**What is being asked:** Below are records to repeat exactly; do not include any pictures.

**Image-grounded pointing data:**
= Beginning of Section =

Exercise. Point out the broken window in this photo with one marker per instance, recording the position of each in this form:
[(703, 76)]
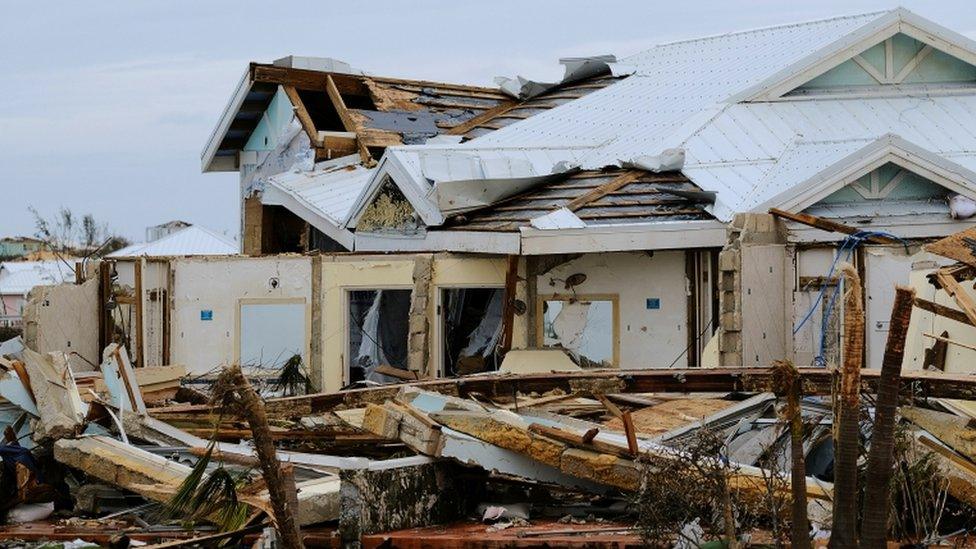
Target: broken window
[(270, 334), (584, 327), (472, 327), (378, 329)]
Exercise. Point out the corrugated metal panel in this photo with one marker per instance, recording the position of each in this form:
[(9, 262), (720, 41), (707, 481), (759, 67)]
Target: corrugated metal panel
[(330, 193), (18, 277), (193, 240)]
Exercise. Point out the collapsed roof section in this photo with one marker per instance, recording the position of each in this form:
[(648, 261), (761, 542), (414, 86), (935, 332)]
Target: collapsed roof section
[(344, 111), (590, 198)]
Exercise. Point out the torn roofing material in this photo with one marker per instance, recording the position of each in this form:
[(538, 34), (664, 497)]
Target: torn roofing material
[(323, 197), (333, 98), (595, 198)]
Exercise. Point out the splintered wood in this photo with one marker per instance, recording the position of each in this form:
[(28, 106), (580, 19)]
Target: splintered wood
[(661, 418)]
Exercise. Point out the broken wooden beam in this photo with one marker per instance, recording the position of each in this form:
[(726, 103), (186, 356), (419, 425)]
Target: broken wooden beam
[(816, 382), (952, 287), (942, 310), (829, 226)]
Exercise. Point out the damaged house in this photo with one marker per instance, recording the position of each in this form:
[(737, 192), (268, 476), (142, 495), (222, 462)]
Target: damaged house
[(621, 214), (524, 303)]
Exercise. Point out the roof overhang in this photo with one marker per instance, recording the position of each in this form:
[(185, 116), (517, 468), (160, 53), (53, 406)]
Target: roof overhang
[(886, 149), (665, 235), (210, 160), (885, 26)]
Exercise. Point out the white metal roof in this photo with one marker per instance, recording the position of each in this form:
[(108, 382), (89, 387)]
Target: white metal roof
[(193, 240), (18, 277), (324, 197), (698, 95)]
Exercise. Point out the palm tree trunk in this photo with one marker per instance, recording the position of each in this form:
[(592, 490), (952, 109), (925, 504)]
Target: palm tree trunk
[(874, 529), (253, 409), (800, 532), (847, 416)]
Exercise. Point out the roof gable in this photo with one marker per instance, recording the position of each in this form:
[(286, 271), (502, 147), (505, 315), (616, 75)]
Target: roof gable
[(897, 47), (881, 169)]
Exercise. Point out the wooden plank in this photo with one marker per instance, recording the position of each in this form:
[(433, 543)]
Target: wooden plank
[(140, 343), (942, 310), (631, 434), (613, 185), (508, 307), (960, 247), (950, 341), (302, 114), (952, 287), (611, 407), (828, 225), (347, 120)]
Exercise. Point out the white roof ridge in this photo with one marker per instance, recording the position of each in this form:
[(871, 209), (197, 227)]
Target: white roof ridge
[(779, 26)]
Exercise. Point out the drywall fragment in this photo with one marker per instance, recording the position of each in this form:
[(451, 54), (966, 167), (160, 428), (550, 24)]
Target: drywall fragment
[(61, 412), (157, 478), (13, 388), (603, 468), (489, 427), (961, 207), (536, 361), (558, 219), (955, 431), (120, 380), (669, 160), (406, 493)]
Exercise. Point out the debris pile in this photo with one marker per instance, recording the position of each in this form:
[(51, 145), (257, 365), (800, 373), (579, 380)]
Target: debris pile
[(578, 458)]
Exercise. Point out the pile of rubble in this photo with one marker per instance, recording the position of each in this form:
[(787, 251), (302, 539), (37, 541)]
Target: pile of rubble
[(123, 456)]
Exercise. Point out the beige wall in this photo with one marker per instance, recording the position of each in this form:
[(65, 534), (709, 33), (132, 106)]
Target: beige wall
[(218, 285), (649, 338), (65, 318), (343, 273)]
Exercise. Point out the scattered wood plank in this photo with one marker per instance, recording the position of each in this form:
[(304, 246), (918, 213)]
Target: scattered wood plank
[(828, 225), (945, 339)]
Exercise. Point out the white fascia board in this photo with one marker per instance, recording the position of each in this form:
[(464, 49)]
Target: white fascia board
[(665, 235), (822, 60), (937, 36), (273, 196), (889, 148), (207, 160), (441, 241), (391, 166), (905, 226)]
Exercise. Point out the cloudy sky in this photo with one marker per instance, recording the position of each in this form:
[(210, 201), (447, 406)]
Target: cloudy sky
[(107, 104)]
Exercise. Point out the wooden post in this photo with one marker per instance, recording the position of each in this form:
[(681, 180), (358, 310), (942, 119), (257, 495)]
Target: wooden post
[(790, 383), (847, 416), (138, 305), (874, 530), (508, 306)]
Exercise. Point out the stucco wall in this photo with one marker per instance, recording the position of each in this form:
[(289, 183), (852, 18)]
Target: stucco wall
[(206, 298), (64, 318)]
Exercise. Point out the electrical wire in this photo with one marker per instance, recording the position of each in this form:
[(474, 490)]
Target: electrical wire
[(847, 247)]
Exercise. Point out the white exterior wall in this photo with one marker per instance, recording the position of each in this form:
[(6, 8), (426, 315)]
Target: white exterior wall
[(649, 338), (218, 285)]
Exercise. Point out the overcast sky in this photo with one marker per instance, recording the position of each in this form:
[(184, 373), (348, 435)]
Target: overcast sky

= End of Section =

**Solution to this problem:**
Exercise. Point out the broken window in this photo with one marker per instance, recording the position of each in this form:
[(703, 76)]
Target: broken window
[(270, 334), (584, 327), (472, 327), (378, 329)]
Exercise. Point out the corrugated metal panel in this photo with one marker per instance, recording the position of each in this form:
[(9, 262), (720, 41), (707, 481), (759, 67)]
Target: corrugated metal panel
[(330, 193), (18, 277), (193, 240)]
Exercise. Point out the collapsed roof section in this photo with one marker per instance, recording the position of each in this form:
[(648, 261), (761, 542), (414, 86), (935, 332)]
Target: collapsed roof section
[(344, 111), (590, 198)]
Exercise. Point out the torn roofing material in this photo with one marker per instance, recording the position of each in this form:
[(538, 34), (664, 497)]
Target: torn roofing material
[(323, 197), (333, 98), (595, 198)]
Exercise. Point out the splintered wood in this photo with one marker per instance, recording the position of each in this form:
[(28, 106), (580, 19)]
Target: splintered wood
[(661, 418)]
Exercise. Point out the broken wooden beam in this photo with one marker per instance, recording the position of each in this form:
[(726, 103), (186, 356), (419, 425)]
Target: broken wooden beam
[(816, 382), (952, 287), (942, 310), (829, 226)]
Exercise. Point out the damaged house in this photo with one marker per instance, recording the position of each in this form:
[(737, 192), (268, 476), (142, 495), (222, 462)]
Target: damaged house
[(621, 214), (524, 303)]
Exercise. Point out the roof overhang in this photo with one marker per instance, recording the position of each in this form:
[(185, 116), (517, 468), (160, 53), (53, 406)]
Target: roof overhang
[(886, 149), (665, 235), (210, 160), (885, 26)]
Exercise. Point out the white metal roof in this photo with one marker per instance, recording the position of each in this form:
[(108, 382), (89, 387)]
Target: white metal roof
[(193, 240), (18, 277), (324, 197), (698, 95)]
Exercise. Point out the palm tree trunk in this photo with one marker per instance, recording the position of each in this form:
[(592, 490), (952, 109), (925, 504)]
Target: palm tree trunk
[(874, 529), (253, 409), (800, 532), (847, 416)]
Exercise. Point out the roof gable in this photo with one marker per instance, recording the position of each in this form:
[(286, 271), (502, 147), (505, 315), (616, 75)]
Target: roof gable
[(897, 47), (881, 169)]
Exercise. Point out the wooden plank in this photo with one marker per instance, recording the position of each in this form:
[(433, 543)]
Target: wooden plank
[(140, 343), (942, 310), (631, 434), (613, 185), (508, 307), (960, 247), (950, 341), (302, 114), (952, 287), (611, 407), (828, 225), (347, 120)]
Exercise. Point out the white roof ridge in this photo with one marker per instance, recording the position of each in this form:
[(871, 209), (197, 227)]
Target: white roof ridge
[(779, 26)]
Exercise. Point out the drywall fragment in this photo with one marker per instance, recording the position of each in this form:
[(451, 54), (966, 167), (160, 428), (550, 24)]
Target: drywall fragment
[(61, 412), (157, 478), (13, 388), (603, 468), (489, 427), (961, 207), (536, 361), (558, 219), (955, 431), (120, 380), (669, 160), (406, 493)]
Exercise. Point out the debris pile in this photo with one marker per instance, recording the position of each in this form:
[(51, 145), (257, 365), (800, 373), (579, 380)]
Target: debris pile
[(578, 458)]
Exercise. Point out the pile of rubble in this photo with one marker per instance, recording the position of each in this form:
[(787, 251), (302, 539), (37, 541)]
Target: pile of rubble
[(123, 456)]
Exercise. Point out the beige wall in this photo with one marker per instance, recording the position of each in this form:
[(65, 534), (709, 33), (132, 106)]
Target: beige wall
[(218, 285), (649, 338), (65, 318), (343, 273)]
Exercise. Point out the scattered wood plank in this photo with one marker per instance, recording the position of each in this form:
[(304, 246), (918, 213)]
Target: scattered wood plank
[(828, 225), (945, 339)]
Exercise. Point out the white fascia board in this photo with one marker per instance, recording the position of each in this form:
[(464, 49)]
Target: white fascia board
[(665, 235), (822, 60), (937, 36), (273, 196), (889, 148), (207, 160), (441, 241), (391, 166), (905, 226)]
Exercise. Point out the cloudy sky in this photo with one marker per instance, recording the position of each in this form:
[(210, 201), (447, 406)]
Target: cloudy sky
[(107, 104)]
Exercise. Point out the wooden post in this photo with one marker per instance, recording the position of each in this form:
[(681, 180), (358, 310), (942, 119), (257, 495)]
Target: wooden post
[(790, 383), (847, 416), (138, 305), (874, 530), (508, 306)]
Exercise. Point out the stucco wall in this photo with one marker per instance, recording the position of each in this form:
[(289, 183), (852, 18)]
Target: stucco wall
[(206, 298), (64, 318)]
Exercise. Point out the electrical wire in this photo with one marker per instance, recording the position of each in this form:
[(474, 490)]
Target: electrical wire
[(847, 247)]
Exercise. Point out the white exterior wall in this photo with one marker per instance, recording the position of each in this form:
[(6, 8), (426, 315)]
Target: white exterior wall
[(649, 338), (218, 285)]
Exercise. Point out the overcast sky in this photo with one marker per instance, recording the position of each in this form:
[(184, 373), (348, 435)]
Target: overcast sky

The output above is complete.